BEGIN SELECTED PASSAGE
Carlson Nelson: Certainly, there are more obstacles at some companies than others. It’s important that women do their homework to identify those companies that have created a family-friendly culture. For example, at Carlson, we were recognized several times by Working Mother magazine for our flextime, our on-site daycare and facilitation of daycare at other sites, adoption benefits, maternity and paternity leaves, and we were an early supporter of gay partner medical benefits, which is a point of pride for us. Look for data such as this and research board lists and officer lists to see if there is female representation at those levels. Studies have shown that companies with women present in those positions tend to do a better job of supporting women at all levels. Finally, I would advise women working in the industry to make sure that they are not the obstacle. Advocate for other competent women and for the systemic changes necessary to expand access to opportunities for all.
HM: Were there any lessons that you learned about women and leadership while you worked alongside the Queen of Sweden to co-found the World Childhood Foundation whose mission is to protect vulnerable children around the world?
Carlson Nelson: Her Majesty Queen Silvia has been a tremendous source of inspiration for me and so many others around the world. There was no obligation for her to speak out about a horrific topic like the sexual exploitation of street children. But once she became aware of this issue, she raised her voice to shed light on a very dark topic. This compulsion to protect children resonates strongly with me. While I was Carlson’s CEO, we led the industry as the first North American, global hospitality company to sign the international Code of Conduct to combat the sexual exploitation of children in travel and tourism. But you don’t have to be a Queen or CEO to make positive change. I firmly believe that if each of us looks around, we will see that we all have a platform—sometimes large, sometimes small—to make a difference. We must start from where we are.
HM: As a woman and an internationally recognized captain of industry, what would it mean to you if the U.S. elected its first female president?
END SELECTED PASSAGE
BEGIN MATERIAL SUPPLIED
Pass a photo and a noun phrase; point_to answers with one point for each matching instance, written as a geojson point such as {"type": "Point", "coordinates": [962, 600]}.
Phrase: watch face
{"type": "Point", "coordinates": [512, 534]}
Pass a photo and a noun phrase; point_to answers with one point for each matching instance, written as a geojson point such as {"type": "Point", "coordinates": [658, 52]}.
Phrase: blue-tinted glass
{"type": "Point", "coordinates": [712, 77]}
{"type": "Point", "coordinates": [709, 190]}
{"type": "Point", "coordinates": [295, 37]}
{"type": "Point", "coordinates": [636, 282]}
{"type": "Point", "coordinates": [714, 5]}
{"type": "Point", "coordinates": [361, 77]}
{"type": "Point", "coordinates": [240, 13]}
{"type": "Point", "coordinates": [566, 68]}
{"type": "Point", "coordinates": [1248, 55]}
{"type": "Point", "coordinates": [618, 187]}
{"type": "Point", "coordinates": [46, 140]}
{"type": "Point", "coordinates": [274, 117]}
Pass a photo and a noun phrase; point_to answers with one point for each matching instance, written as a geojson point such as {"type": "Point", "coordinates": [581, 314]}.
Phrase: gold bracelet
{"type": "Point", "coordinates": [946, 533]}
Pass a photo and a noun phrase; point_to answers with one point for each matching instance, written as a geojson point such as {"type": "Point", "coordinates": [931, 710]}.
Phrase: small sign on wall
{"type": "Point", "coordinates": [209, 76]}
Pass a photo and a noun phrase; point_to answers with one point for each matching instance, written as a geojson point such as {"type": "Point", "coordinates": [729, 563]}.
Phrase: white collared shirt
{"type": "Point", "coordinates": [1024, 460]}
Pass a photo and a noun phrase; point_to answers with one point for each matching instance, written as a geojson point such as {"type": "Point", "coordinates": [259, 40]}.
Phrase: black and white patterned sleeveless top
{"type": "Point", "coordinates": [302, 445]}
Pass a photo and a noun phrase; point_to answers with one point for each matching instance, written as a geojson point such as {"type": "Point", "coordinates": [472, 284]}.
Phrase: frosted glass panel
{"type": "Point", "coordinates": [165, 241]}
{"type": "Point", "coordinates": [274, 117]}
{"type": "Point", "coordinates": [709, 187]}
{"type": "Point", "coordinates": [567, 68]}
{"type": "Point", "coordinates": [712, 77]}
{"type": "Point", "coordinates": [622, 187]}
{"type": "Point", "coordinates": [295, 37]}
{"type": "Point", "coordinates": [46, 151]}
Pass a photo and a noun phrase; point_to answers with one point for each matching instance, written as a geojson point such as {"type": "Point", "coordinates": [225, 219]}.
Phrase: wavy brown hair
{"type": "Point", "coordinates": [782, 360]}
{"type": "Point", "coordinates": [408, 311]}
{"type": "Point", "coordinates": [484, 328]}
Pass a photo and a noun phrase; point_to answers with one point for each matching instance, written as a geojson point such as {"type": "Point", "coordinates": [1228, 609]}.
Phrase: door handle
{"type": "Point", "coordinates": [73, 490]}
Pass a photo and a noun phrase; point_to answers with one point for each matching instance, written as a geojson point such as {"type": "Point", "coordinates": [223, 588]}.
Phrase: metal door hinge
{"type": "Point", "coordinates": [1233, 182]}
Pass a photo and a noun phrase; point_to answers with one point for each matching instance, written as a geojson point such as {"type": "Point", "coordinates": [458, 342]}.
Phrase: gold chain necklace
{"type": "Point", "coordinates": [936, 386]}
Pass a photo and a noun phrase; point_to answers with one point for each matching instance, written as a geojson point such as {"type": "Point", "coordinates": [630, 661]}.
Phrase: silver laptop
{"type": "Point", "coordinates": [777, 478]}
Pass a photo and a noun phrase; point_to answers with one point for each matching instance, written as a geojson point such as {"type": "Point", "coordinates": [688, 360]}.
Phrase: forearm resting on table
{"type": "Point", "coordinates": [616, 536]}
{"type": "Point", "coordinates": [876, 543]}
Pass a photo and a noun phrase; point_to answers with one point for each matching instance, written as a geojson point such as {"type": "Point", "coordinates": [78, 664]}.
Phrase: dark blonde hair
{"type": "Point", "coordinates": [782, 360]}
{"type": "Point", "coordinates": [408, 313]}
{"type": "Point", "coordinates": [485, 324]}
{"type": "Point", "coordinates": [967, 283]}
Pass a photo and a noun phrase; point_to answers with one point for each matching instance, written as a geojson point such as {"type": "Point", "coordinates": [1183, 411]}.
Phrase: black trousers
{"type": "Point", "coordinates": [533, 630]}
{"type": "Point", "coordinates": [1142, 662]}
END MATERIAL SUPPLIED
**TASKS AND EXERCISES**.
(1) In the interview with Carlson Nelson, which magazine recognized Carlson several times for its family-friendly benefits?
(2) Extend the interview with Carlson Nelson from its last line.

**SET OF ANSWERS**.
(1) Working Mother magazine.

(2)
Carlson Nelson: My answer is in no way intended to be political commentary, but rather an observation. We have to accept that the U.S. is late to the party when it comes to placing women in high-level executive positions. In business, the percentage of female Fortune 500 CEOs has been stalled between 3-5 percent for several decades, and we lag well behind many countries in electing female heads of state. Britain, Germany, India, Israel, Chile and a host of other countries have already reached this milestone. Yet research tells us that role models are important, and that having women in leadership positions in all sectors changes the possibilities not just for every woman but for every society. As a business leader, my primary concern has always been to choose the most qualified candidate for the job. That means drawing from the widest pool possible without consideration for factors beyond competency, professionalism and a dedication to a shared goal.
HM: How do you anticipate the hospitality industry evolving in the future?
Carlson Nelson: For those of us who have the privilege to serve in the hospitality industry, we must create cultures of respect. Our companies must compete responsibly. We must support those communities in which we operate and we must always revere the fact that collectively we can impact the world in positive ways we may never know—one encounter at a time.